** start Provided data **
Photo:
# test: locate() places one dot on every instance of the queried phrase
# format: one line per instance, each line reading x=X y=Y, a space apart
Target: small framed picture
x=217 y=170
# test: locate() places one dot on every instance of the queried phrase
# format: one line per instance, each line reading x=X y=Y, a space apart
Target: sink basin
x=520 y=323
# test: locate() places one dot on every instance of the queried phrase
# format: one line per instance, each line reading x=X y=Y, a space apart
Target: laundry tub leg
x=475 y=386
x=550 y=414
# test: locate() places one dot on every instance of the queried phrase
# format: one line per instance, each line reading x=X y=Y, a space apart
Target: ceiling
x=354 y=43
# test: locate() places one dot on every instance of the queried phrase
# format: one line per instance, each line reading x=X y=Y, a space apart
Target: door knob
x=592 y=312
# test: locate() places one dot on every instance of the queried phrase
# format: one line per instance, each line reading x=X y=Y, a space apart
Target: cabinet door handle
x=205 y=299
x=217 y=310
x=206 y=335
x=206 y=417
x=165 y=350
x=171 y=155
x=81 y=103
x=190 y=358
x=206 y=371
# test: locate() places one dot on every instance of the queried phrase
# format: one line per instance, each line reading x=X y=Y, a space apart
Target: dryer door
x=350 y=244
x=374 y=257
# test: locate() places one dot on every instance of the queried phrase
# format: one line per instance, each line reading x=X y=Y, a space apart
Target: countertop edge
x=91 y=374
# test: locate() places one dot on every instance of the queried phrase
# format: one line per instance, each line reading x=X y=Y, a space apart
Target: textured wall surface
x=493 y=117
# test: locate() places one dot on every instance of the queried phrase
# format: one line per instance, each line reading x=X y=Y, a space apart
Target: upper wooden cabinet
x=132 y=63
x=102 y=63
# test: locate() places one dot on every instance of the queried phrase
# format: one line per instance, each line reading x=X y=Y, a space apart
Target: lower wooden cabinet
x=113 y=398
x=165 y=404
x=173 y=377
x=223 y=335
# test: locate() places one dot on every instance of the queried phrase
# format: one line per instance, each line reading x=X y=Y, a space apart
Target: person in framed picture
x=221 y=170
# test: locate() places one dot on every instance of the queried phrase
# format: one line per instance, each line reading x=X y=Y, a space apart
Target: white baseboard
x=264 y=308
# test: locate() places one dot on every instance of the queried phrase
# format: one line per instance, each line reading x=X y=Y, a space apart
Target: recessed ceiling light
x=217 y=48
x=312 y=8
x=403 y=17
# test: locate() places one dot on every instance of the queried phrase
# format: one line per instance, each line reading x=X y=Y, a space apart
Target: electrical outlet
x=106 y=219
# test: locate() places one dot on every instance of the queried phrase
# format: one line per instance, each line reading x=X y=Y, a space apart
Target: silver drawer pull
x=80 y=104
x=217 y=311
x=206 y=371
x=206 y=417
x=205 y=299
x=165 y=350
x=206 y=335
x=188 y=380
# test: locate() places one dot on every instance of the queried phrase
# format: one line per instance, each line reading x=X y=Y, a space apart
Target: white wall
** end Provided data **
## Problem details
Render the listing as a numbered list, from its first line through the line containing "x=217 y=170", inclusive, and leave out any blank lines.

## Task solution
1. Photo:
2. # test: locate() places one dot on every instance of the queried phrase
3. # format: one line per instance, each line reading x=X y=Y, a space apart
4. Target: small framed picture
5. x=217 y=170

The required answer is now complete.